[start Records for the exercise]

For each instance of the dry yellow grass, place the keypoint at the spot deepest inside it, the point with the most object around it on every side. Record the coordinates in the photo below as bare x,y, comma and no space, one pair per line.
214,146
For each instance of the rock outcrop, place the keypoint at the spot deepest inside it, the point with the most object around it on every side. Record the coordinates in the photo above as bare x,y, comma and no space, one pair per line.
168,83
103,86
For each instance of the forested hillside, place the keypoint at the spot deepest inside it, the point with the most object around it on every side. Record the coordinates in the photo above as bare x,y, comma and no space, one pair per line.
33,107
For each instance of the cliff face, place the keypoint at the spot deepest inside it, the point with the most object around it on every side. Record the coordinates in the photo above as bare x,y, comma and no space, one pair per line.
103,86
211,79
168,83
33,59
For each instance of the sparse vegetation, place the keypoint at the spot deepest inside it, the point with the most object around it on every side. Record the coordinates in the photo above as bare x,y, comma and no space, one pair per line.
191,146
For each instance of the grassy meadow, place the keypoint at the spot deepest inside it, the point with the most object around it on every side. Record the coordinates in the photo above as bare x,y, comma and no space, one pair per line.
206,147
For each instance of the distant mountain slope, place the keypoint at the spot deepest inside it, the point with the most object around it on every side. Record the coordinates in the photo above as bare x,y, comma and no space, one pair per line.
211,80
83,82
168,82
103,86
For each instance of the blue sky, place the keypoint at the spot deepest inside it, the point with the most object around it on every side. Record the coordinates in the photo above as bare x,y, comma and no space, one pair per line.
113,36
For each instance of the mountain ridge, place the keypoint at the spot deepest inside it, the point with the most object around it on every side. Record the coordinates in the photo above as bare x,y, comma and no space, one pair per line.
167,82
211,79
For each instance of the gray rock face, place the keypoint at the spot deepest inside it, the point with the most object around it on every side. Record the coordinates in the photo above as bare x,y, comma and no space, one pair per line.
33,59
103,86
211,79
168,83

[end Records for the exercise]

The problem: Recast the records as a two-column CSV with the headers instruction and answer. Cover only everything from the line containing "For each instance of the gray" down to the end of the records. Each row pairs one instruction with its answer, each in a single quoted field, with line breaks turned into spaces.

Worked answer:
instruction,answer
"For each instance of the gray rock face, place the keypoint at the spot deepest inside it, the point with the most object around it on every side. Record the coordinates in the photo above as bare x,y, comma and no space, one pair per line.","33,59 103,86 211,79 168,83"